In an article today in The Washington Post, Exodus board member and Ohio antigay activist Phil Burress argues that drugstores should lock up condoms.

Citizens for Community Values — which promotes abstinence as the answer to sexually transmitted diseases and unwanted pregnancies — applauds adding steps to buying condoms.

“I’d rather see them locked up,” said Phil Burress, president of the organization. “It’s a lie that condoms prevent all sexually transmitted diseases anyway. People should be educated about that and practice abstinence.” But there is little impartial evidence of measurable benefits from abstinence-only policies, say scientists.

Burress pointed to a 2001 National Institute of Allergy and Infectious Diseases report showing that condoms aren’t effective in preventing the spread of the human papillomavirus (HPV). But, according to the NIAID report, condoms are considered effective against unwanted pregnancy (86 to 97 percent), HIV/AIDS (85 percent) and gonorrhea in men (49 to 74 percent).

## Excerpted records
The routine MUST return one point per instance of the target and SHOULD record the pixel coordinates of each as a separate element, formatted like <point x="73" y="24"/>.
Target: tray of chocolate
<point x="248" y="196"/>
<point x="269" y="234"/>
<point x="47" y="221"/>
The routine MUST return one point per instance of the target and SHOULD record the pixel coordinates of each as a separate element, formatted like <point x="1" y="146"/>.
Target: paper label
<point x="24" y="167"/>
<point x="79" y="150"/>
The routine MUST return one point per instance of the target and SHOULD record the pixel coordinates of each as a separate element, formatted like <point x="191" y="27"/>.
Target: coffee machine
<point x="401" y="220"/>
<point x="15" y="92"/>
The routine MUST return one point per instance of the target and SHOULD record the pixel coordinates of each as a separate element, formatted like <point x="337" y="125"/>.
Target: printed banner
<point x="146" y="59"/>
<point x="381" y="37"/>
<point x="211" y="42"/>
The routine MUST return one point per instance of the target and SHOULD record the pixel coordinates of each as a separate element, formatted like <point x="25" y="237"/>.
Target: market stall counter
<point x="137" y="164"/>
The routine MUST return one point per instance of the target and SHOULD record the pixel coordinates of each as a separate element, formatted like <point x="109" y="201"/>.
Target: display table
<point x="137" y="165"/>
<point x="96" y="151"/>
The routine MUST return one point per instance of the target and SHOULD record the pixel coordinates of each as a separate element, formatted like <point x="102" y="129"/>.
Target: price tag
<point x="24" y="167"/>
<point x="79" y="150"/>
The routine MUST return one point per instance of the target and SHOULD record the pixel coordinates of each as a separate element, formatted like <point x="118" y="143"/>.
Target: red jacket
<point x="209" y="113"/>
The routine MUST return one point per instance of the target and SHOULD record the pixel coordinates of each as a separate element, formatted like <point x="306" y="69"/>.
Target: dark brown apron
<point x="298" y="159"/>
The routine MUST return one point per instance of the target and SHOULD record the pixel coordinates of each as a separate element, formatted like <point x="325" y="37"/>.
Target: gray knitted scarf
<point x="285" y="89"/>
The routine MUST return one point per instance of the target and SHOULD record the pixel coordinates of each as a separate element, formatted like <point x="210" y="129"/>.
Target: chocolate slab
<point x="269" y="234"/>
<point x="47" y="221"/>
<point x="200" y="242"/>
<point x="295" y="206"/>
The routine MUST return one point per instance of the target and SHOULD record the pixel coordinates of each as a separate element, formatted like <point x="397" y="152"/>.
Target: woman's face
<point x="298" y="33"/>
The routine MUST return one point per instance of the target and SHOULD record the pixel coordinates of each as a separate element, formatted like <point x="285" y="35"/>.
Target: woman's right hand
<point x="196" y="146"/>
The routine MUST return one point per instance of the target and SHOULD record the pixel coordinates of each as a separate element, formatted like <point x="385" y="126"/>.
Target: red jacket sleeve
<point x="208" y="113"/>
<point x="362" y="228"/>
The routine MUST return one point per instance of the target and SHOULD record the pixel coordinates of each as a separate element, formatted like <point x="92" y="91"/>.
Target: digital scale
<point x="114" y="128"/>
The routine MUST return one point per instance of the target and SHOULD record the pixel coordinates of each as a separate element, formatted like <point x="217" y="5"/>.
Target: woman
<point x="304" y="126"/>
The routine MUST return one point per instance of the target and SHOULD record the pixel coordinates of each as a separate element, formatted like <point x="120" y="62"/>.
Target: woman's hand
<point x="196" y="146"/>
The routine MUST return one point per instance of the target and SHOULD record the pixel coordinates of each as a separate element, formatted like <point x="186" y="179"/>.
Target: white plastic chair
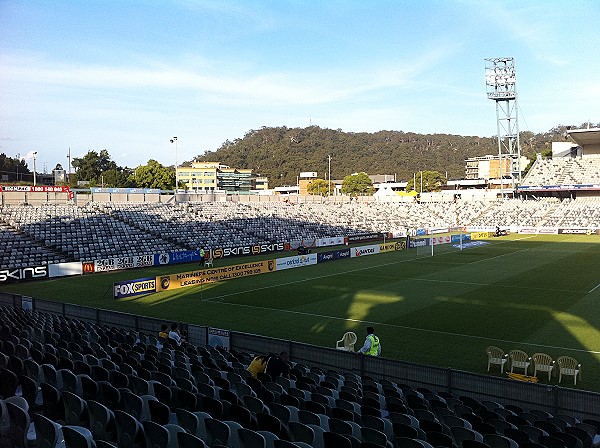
<point x="347" y="342"/>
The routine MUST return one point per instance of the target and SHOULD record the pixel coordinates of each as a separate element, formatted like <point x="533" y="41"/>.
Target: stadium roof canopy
<point x="585" y="137"/>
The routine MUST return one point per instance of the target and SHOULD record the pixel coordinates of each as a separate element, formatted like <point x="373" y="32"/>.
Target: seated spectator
<point x="163" y="334"/>
<point x="175" y="336"/>
<point x="278" y="365"/>
<point x="258" y="365"/>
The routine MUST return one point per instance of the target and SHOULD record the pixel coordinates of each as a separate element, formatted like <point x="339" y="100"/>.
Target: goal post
<point x="429" y="245"/>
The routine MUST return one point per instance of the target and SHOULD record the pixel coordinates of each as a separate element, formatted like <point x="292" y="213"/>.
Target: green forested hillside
<point x="281" y="153"/>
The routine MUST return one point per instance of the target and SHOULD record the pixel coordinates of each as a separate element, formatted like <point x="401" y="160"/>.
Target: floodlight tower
<point x="501" y="85"/>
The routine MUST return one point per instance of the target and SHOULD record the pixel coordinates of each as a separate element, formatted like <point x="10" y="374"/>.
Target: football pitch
<point x="530" y="292"/>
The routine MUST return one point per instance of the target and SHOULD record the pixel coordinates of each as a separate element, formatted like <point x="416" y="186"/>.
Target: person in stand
<point x="371" y="347"/>
<point x="175" y="335"/>
<point x="278" y="365"/>
<point x="258" y="365"/>
<point x="163" y="334"/>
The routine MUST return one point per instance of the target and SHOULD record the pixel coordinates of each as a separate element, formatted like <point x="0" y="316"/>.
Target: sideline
<point x="220" y="300"/>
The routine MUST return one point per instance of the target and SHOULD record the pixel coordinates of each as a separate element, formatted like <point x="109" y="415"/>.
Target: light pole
<point x="329" y="175"/>
<point x="34" y="154"/>
<point x="174" y="140"/>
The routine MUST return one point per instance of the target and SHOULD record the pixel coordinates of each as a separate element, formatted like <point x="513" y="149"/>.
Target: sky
<point x="128" y="75"/>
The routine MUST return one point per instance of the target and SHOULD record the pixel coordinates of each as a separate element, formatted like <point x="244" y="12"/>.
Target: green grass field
<point x="536" y="293"/>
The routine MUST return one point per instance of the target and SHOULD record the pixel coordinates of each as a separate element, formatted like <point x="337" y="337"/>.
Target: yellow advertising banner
<point x="210" y="275"/>
<point x="390" y="247"/>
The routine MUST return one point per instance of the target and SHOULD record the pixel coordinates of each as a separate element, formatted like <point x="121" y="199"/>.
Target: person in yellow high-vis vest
<point x="372" y="346"/>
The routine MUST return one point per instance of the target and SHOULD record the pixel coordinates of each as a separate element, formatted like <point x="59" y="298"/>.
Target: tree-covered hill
<point x="281" y="153"/>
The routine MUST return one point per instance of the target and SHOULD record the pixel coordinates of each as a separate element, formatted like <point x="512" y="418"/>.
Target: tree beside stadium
<point x="358" y="184"/>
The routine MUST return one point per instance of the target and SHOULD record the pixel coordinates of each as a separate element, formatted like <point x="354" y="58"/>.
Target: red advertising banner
<point x="35" y="188"/>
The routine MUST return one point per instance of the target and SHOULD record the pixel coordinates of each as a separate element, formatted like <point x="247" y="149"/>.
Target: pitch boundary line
<point x="405" y="327"/>
<point x="416" y="279"/>
<point x="262" y="288"/>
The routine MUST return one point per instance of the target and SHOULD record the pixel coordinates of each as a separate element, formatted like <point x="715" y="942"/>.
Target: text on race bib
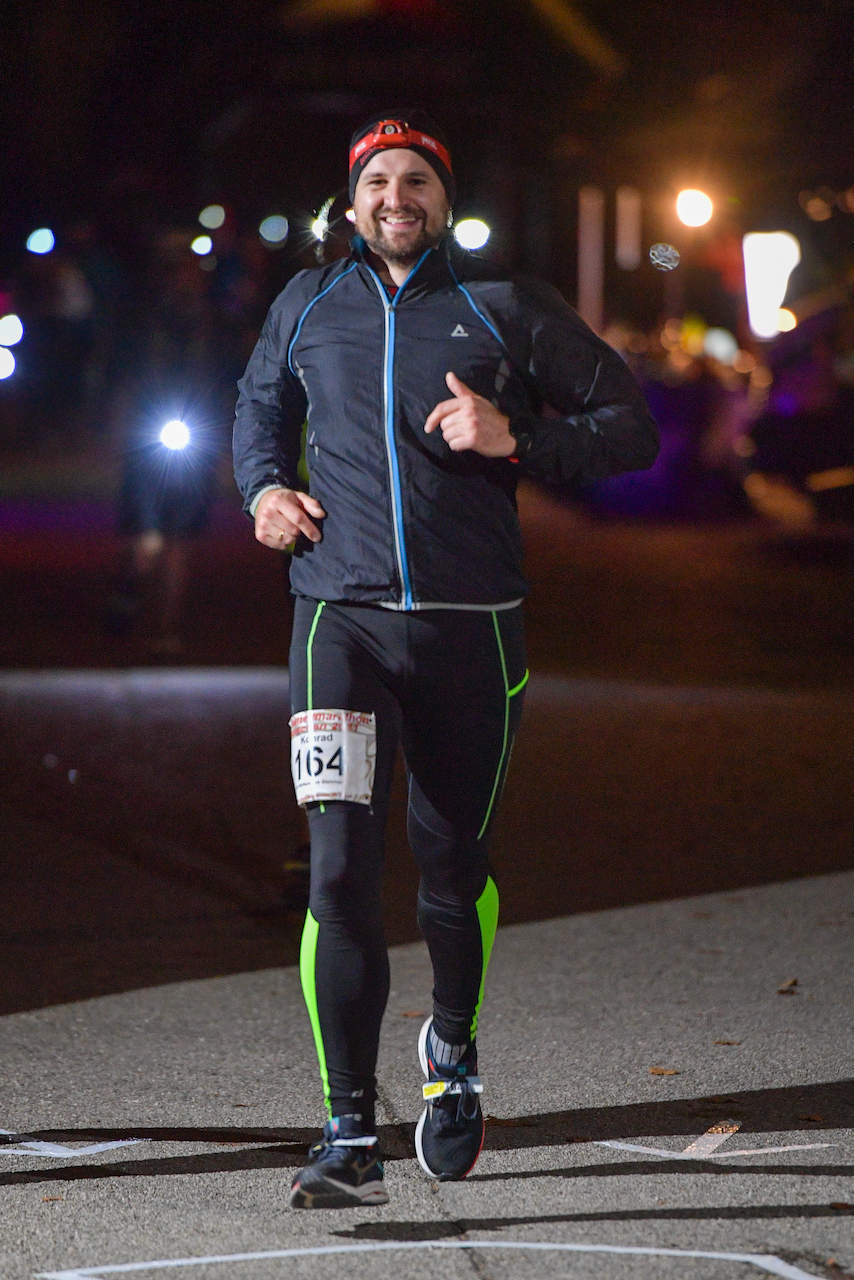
<point x="333" y="755"/>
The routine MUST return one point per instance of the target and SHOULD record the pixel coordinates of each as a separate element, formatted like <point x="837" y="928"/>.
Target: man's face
<point x="400" y="205"/>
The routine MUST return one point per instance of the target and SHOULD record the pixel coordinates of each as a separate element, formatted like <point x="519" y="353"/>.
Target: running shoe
<point x="450" y="1134"/>
<point x="343" y="1170"/>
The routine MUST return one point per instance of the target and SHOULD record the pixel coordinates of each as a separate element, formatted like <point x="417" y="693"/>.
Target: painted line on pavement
<point x="767" y="1262"/>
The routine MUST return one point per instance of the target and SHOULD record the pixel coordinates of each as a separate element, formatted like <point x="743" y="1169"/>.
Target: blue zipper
<point x="391" y="448"/>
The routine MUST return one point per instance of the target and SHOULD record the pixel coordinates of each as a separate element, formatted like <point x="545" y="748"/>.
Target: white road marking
<point x="706" y="1146"/>
<point x="767" y="1262"/>
<point x="55" y="1151"/>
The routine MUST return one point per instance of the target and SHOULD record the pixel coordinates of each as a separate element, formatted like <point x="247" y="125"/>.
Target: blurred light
<point x="10" y="330"/>
<point x="213" y="216"/>
<point x="694" y="208"/>
<point x="837" y="478"/>
<point x="720" y="344"/>
<point x="176" y="434"/>
<point x="274" y="229"/>
<point x="41" y="241"/>
<point x="663" y="257"/>
<point x="770" y="259"/>
<point x="628" y="228"/>
<point x="818" y="209"/>
<point x="693" y="336"/>
<point x="471" y="233"/>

## Exercise set
#1 According to the condom article, what does the NIAID report say condoms are considered effective against, and at what percentages?
#2 Carry on the article about Phil Burress and locking up condoms, starting after its last sentence.
The items come from a different source than the article.

## Results for each task
#1
- Unwanted pregnancy: 86 to 97 percent
- HIV/AIDS: 85 percent
- Gonorrhea in men: 49 to 74 percent

#2
Burress’ political agenda is to make sex dangerous. While responsible sex educators promote abstinence, monogamy, and prophylaxis in that order, Burress promotes two extremes: Abstinence — or sickness and death. Burress shows little mercy toward those who are drawn to have sex prior to marriage or spouses whose partners are HIV-positive.

CCV’s web site says the organization is “associated with Focus on the Family as a Family Policy Council in Ohio.” The web site does not reflect a broad concern for community values. The site’s choice of topics suggest a morally selective and relativist fixation on homosexuality and pornography.

Given the organization’s opposition to safeguards for those who either struggle with sexual compulsion or who choose not to abide by fundamentalist Christian sexual mores, it would appear that CCV does not uphold community values; it upholds a merciless culture of disease and death.